→ WHAT TO DO
Reproduce every line of the listing below without changes, leaving out the pictures.

Dataset rows showing where objects appear

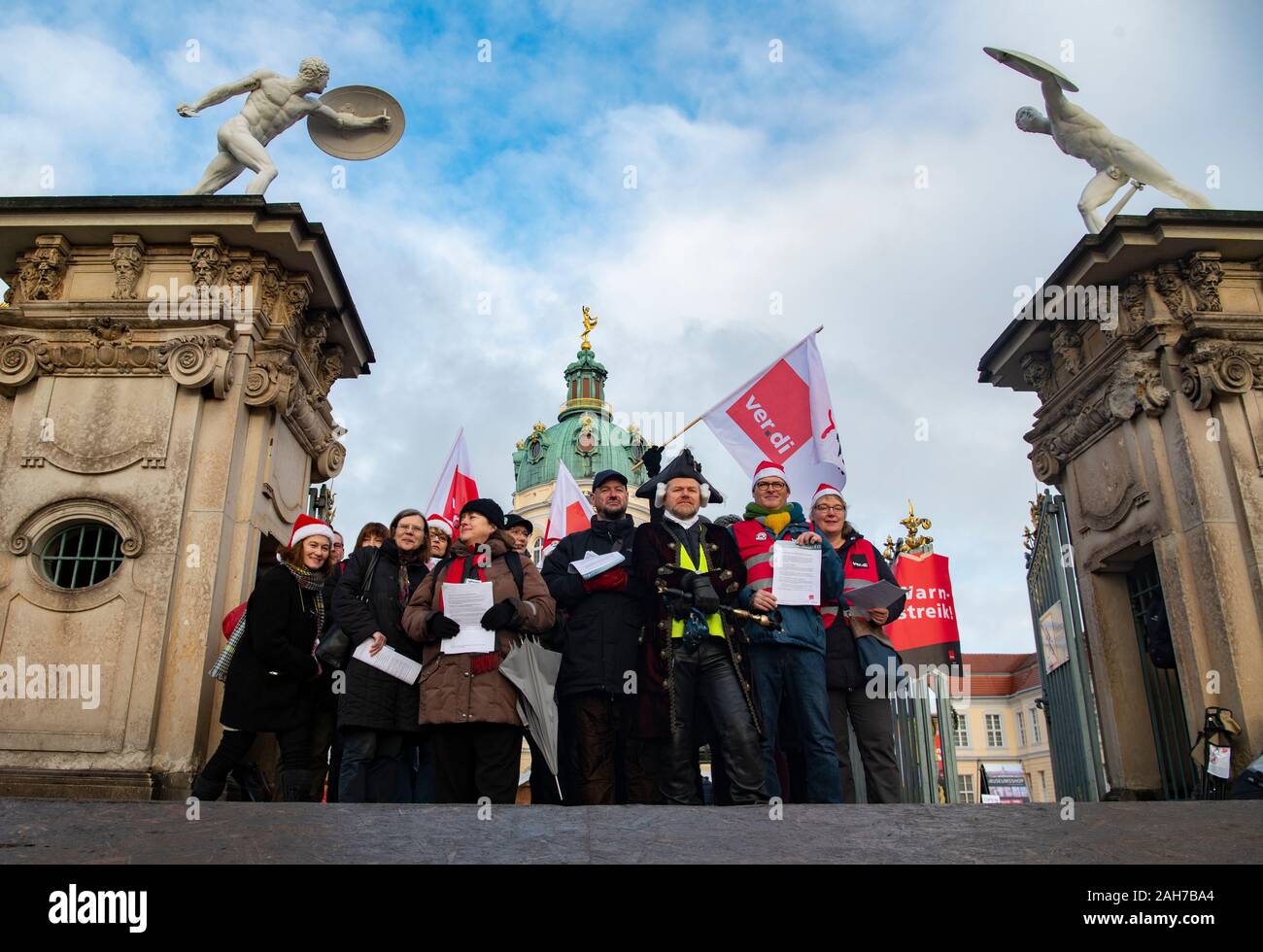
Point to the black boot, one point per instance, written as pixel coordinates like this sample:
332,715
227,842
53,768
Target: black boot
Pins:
298,786
249,778
205,789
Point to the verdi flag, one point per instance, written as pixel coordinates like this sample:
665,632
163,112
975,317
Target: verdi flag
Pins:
569,512
456,485
926,631
784,414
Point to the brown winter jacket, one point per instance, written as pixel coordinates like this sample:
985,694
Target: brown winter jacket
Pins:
450,694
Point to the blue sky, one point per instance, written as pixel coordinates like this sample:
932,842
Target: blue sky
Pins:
753,178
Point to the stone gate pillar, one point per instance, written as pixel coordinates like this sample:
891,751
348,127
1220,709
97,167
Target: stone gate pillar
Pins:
1147,357
164,374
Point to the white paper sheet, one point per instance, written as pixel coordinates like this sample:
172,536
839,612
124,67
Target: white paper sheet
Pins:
466,603
796,573
593,564
390,661
876,595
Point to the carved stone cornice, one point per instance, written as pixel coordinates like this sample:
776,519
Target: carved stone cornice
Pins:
272,378
197,360
1204,273
1171,294
1068,348
110,349
1037,371
1215,366
329,366
315,332
42,272
293,302
1133,384
127,260
209,260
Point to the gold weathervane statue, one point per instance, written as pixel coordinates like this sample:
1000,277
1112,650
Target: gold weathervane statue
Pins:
589,323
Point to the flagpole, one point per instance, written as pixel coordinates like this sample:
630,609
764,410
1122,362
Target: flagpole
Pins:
699,418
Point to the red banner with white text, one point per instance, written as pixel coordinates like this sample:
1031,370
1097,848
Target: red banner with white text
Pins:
926,631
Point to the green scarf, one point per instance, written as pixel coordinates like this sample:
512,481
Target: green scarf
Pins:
753,510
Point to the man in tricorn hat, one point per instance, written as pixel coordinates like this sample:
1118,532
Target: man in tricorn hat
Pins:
694,656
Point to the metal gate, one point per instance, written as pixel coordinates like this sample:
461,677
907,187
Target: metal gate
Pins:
918,710
1069,703
1171,737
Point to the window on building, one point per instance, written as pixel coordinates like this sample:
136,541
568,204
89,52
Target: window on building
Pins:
81,555
994,731
965,786
961,728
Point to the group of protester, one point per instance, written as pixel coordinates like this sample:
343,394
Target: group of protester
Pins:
680,645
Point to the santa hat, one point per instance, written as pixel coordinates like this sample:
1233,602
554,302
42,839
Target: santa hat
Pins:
769,468
825,490
306,527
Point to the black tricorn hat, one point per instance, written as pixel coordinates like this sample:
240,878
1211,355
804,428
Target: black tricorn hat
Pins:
683,466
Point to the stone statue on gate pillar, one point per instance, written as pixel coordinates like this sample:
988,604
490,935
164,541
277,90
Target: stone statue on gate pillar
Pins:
1080,134
273,105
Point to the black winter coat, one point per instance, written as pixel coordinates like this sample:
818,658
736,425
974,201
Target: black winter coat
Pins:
269,685
841,656
600,631
374,698
324,697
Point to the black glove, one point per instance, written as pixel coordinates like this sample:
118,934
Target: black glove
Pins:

→ ANSWER TO THIS TASK
Point to the black boot, one point per instance, written as pixel coordinates like this sample:
332,715
227,842
53,768
Target: black boot
Pins:
298,786
249,778
205,789
Point to the verdi flag, one point per instance, written as pixel coordinates like this sample:
665,632
163,112
975,317
Target: verdi flag
Pins:
569,512
456,485
926,631
784,414
Point to the brown winter jacket, one point per instance, written as pixel coordinates like this sample:
985,694
Target: brown winter jacket
Pins:
450,694
Point to the blue sky, one point per instance, written as pixel coordinates like this sample:
932,842
Target: blue sky
Pins:
753,178
Point to the stone gate pillar, one point per instance, written as pixel coordinates like this sample:
891,751
348,127
1220,709
97,167
Target: stone gate pillar
Pins:
1147,357
164,374
Point to the white paper sheet, one point per instance, written as pixel coordinates like this sample:
172,536
839,612
124,67
Target: white paper sheet
Pins:
466,603
796,573
593,564
390,661
876,595
Point to the carved stone cornice, one point per instance, written as pixel coordinates like this sample:
776,519
Target: carved stone cornice
Pins:
272,378
197,360
1204,273
1171,294
1068,348
110,349
1037,371
1215,366
329,366
315,332
42,272
293,302
1133,384
127,260
209,260
Point to the gold weathervane statue, one point per instance, written as pixel coordinates like this sample:
1000,277
1112,650
Target: gold weathervane statue
Pins:
589,323
Point to the flagpole, one point per instance, written as pixel coordinates like this sample:
630,609
764,410
1122,362
Target: flagpole
Pins:
699,418
Point to the red banner with white text, one point per instance, written as pixel coordinates like this sample:
1031,370
1097,848
Target: red banner with white text
Pins:
926,631
Point to the green scarf, one point per instance, written as pixel coordinates like this sample:
512,481
Target: green scarf
Pins:
753,510
Point to the man in tricorn hat, one point per instance, written as pixel coordinates like this sample:
1118,532
Target: man in tricorn hat
Pins:
694,656
Point to the metal gate, one point per instance, written as pixel coordinates like this sample:
461,677
907,187
Target: metal gate
Pins:
918,710
1069,703
1171,737
Point to the window on building, one point per instance, written as pixel coordinates like this sample:
136,541
568,204
89,52
Target: window on building
Pins:
81,555
994,731
965,786
961,728
Point to the group of protester, one point per instance, written as pixel coordinates like this sample:
343,394
Target: group of protester
Pins:
680,645
Point to the santa hat, one point per instance, written as pixel coordinates like this sample:
1233,602
554,302
42,839
Target: santa hat
Pins:
769,468
825,490
306,527
Point to the black tricorn hat, one point per instance, written as pixel coordinates like this sample:
240,878
1211,355
804,428
Target: black tricorn hat
Pins:
683,466
Point to the stone statue on gate pillar, one point per instance, written as pixel coordinates like this sample:
988,604
490,935
164,541
277,90
Target: stone statue on gate pillar
Pins:
1080,134
273,105
Point to the black winter coat, one point per instance, written as pixel coordinates like this sample:
818,658
736,425
974,201
Target: black winter coat
Pins:
269,685
841,656
600,631
374,698
324,697
Point to the black glove, one point per instance, written as pixel coordinates like this sample:
118,934
Target: black glove
Pins:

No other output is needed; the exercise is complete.